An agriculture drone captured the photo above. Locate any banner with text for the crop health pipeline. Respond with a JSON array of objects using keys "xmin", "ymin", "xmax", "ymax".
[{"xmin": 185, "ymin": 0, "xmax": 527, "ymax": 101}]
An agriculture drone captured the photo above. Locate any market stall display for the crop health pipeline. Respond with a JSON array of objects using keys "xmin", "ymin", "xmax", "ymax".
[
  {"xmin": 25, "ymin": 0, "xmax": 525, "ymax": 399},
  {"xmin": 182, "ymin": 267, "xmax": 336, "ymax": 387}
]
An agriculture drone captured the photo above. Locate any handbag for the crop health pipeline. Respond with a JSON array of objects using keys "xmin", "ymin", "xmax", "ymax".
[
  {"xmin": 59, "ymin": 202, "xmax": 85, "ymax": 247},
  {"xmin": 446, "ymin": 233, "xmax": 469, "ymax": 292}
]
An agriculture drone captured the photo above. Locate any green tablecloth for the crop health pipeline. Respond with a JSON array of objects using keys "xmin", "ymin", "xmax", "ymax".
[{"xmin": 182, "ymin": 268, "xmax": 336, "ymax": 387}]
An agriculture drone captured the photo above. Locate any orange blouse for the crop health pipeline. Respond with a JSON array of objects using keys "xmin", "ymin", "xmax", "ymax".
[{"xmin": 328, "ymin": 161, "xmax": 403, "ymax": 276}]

Instrucciones :: Transcriba completo el listado anterior, con sus solicitudes incluidas. Desplace en 28 unidades cada coordenada de los recuadros delimitadores que aparecen en las respuestas.

Respuesta del ejercicio ::
An agriculture drone captured the photo above. Locate any banner with text for the crop health pipeline. Respond with a JSON array of objects using keys "xmin", "ymin", "xmax", "ymax".
[{"xmin": 213, "ymin": 28, "xmax": 555, "ymax": 129}]
An agriculture drone captured the photo above. Locate any market stall display for the crop health pipeline. Respond with a JSON array of objects using keys "xmin", "ymin", "xmax", "ymax".
[
  {"xmin": 53, "ymin": 28, "xmax": 553, "ymax": 427},
  {"xmin": 210, "ymin": 295, "xmax": 364, "ymax": 415}
]
An agriculture drone captured the photo above. Locate any handbag for the crop health pipeline. Respond with a JSON array of objects using keys "xmin", "ymin", "xmax", "ymax".
[
  {"xmin": 87, "ymin": 230, "xmax": 113, "ymax": 275},
  {"xmin": 474, "ymin": 261, "xmax": 497, "ymax": 320}
]
An agriculture drone captured the photo above. Locate any green tablecloth for the crop health pipeline. Respond with a JSON array of objects using keys "xmin", "ymin", "xmax", "ymax".
[{"xmin": 210, "ymin": 296, "xmax": 364, "ymax": 415}]
An agriculture drone captured the photo above. Locate any orange blouse for the crop health pipeline. Respond with a JSON array of objects using keys "xmin", "ymin", "xmax", "ymax".
[{"xmin": 356, "ymin": 189, "xmax": 431, "ymax": 304}]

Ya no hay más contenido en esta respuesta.